__Selected excerpt__:
--------------------------------
First look at Mercury from orbit

NASA / JHUAPL / CIW

The first image sent back to Earth from Mercury orbit shows a rayed crater known as Debussy and a smaller crater with unusual dark rays, called Matabei. The picture was transmitted to Earth by NASA's Messenger spacecraft.

Last updated 3:40 p.m. ET March 30:

NASA's Messenger mission unveiled the first picture of the planet Mercury taken by an orbiting spacecraft on Tuesday, and promised to provide more goodies in the days and months to come.

The picture shows a wide region of Mercury's southern hemisphere, including the south pole and a wedge of the planet that has never been photographed close-up before. But you'd probably be forgiven if you wondered whether the Messenger probe was orbiting the moon rather than Mercury: The monochromatic, heavily cratered terrain looks a lot like the lunar surface.


Here's a description of the scene from Messenger's science team:

"The dominant rayed crater in the upper portion of the image is Debussy. The smaller crater Matabei with its unusual dark rays is visible to the west of Debussy. The bottom portion of this image is near Mercury's south pole and includes a region of Mercury's surface not previously seen by spacecraft. Compare this image to the planned image footprint [displayed below] to see the region of newly imaged terrain, south of Debussy."

NASA / JHUAPL / CIW

The yellow square on this mosaic image shows the planned footprint for the first image to be acquired by a spacecraft orbiting Mercury. The dark area represents a region of the planet that has not previously been seen by spacecraft.

Messenger's science team is already familiar with most of Mercury's terrain. The $446 million mission got under way in 2004, and the desk-sized probe zoomed past Mercury in 2008 (twice!) and in 2009. At its closest, Messenger came within 124 miles (200 kilometers) of the surface, which is much closer than the distance from which today's picture was taken (about 9,500 miles or 15,000 kilometers).
--------------------------------
__Record excerpts__:
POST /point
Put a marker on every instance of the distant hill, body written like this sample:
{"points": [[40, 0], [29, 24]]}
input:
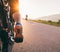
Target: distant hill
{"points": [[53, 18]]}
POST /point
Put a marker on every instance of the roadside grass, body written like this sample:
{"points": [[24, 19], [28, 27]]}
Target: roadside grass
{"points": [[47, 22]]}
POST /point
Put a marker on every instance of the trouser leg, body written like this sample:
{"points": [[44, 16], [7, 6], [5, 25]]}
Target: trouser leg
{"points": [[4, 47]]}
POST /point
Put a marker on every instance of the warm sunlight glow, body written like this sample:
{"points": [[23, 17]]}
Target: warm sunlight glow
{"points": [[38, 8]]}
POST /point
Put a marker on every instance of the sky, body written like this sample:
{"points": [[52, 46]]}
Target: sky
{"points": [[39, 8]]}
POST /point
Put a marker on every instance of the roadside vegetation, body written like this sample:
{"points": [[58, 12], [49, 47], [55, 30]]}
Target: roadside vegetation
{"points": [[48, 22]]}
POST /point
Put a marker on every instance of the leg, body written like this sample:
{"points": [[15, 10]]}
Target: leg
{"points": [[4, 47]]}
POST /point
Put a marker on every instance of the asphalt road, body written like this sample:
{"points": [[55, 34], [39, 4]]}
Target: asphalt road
--------------------------------
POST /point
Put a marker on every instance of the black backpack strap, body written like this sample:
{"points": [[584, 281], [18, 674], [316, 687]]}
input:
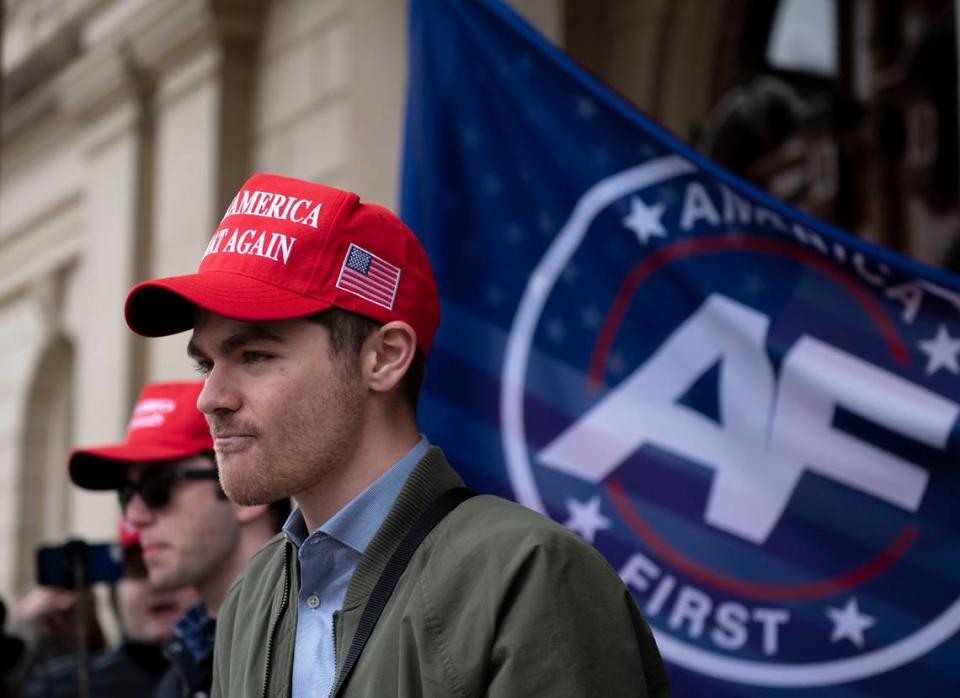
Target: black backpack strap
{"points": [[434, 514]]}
--------------------------------
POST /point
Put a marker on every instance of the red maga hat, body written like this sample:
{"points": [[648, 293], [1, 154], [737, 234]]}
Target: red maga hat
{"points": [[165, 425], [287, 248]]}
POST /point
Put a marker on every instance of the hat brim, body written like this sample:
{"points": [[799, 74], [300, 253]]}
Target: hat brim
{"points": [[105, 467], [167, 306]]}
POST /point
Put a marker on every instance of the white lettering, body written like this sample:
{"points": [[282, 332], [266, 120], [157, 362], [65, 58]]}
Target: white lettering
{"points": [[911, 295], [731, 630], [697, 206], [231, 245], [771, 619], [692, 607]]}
--------------------------------
__Task set__:
a - Which years does the Mercury article mention?
b - Does the Mercury article support each statement? Answer yes or no, and quote the words that decide it.
(i) The first image from orbit includes ground near Mercury's north pole.
(ii) The Messenger mission cost $446 million.
(iii) The first orbital picture was taken from closer than 200 kilometers.
c - Can you quote the Mercury article word for word, starting at "First look at" and ending at "months to come."?
Answer from the Mercury article alone.

__Outputs for the tasks__:
a - 2004, 2008, 2009

b -
(i) No: "The bottom portion of this image is near Mercury's south pole"
(ii) Yes: "The $446 million mission got under way in 2004"
(iii) No: "At its closest, Messenger came within 124 miles (200 kilometers) of the surface, which is much closer than the distance from which today's picture was taken (about 9,500 miles or 15,000 kilometers)"

c -
First look at Mercury from orbit

NASA / JHUAPL / CIW

The first image sent back to Earth from Mercury orbit shows a rayed crater known as Debussy and a smaller crater with unusual dark rays, called Matabei. The picture was transmitted to Earth by NASA's Messenger spacecraft.

Last updated 3:40 p.m. ET March 30:

NASA's Messenger mission unveiled the first picture of the planet Mercury taken by an orbiting spacecraft on Tuesday, and promised to provide more goodies in the days and months to come.